▶ Directions
[1] From the passage on Fort Bend County emergency management, quote the text between "The objective of" and "and managing resources.", inclusive.
[2] The passage on Fort Bend County emergency management names several things whose integration within a common organizational structure the regional team should allow for. List every one of them.

------ Passage provided ------

The objective of the regional team is to:  1) allow for the integration of facilities, equipment, personnel, procedures, and communications operating within a common organizational structure; 2) enable a coordinated response among various jurisdictions; and 3) establish common processes for planning and managing resources.

The acquisition of the new Bearcat is one example that illustrates a year-long effort by law enforcement agencies throughout the county to collaborate more closely on regional partnerships, especially in the area of SWAT response.





Homeland Security Grants to Cities Soon to Suffer More Deep Cuts

30 12 2011

The following article depicts a less than pretty picture for homeland security grant funding in the near future.  Many federal programs budgets are being slashed, and homeland security programs are not immune from the cuts.  Fort Bend County is part of the Houston Urban Area, which is one of the 11 Tier 1 UASI regions in the United States.  This means that it is likely a homeland security revenue stream will still come to Fort Bend in 2012, but it is likely to be at a much reduced amount of funding.

Over the years, Fort Bend County OEM has utilized its federal grant funds wisely, focusing on utilizing homeland security money for needed equipment and and systems; perhaps some jurisdictions in the United States have not effectively used grant funds, as suggested by Eric Holdeman, in the article below, but that is not the case in Fort Bend County.  Instead Fort Bend County has utilized available federal funding to purchase items that were both NEEDED and that would not be financially obtainable without the federal aid.

The Fort Bend County Office of Emergency Management uses an “all-hazards” approach for protecting the County from threats.  Such an approach means that we are working on projects designed to project our citizens from all type of hazards (e.g. chemical spills, hurricanes, river flooding,etc…), not just terrorism hazards.  Clearly, much federal money has been made available to local governments to combat unseen terrorism threats.  However, it is imperative that investments in emergency management deliver a tangible benefit on a daily basis not just potential benefit in the relatively unlikely event of an attack in Fort Bend County.

------ Raw records ------

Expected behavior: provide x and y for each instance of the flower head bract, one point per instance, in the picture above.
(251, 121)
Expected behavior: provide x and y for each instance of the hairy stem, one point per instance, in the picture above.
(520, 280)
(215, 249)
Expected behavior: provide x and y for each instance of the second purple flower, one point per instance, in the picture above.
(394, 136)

------
------ Raw records ------

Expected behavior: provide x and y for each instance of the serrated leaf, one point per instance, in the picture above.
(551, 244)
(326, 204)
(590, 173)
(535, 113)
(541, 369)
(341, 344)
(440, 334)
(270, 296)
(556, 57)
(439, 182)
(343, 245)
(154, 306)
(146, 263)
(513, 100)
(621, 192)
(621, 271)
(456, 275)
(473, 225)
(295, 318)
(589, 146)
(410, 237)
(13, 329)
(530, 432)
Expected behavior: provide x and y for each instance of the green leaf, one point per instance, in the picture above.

------

▶ Solutions in order
[1]
The objective of the regional team is to:  1) allow for the integration of facilities, equipment, personnel, procedures, and communications operating within a common organizational structure; 2) enable a coordinated response among various jurisdictions; and 3) establish common processes for planning and managing resources.

[2]
- facilities
- equipment
- personnel
- procedures
- communications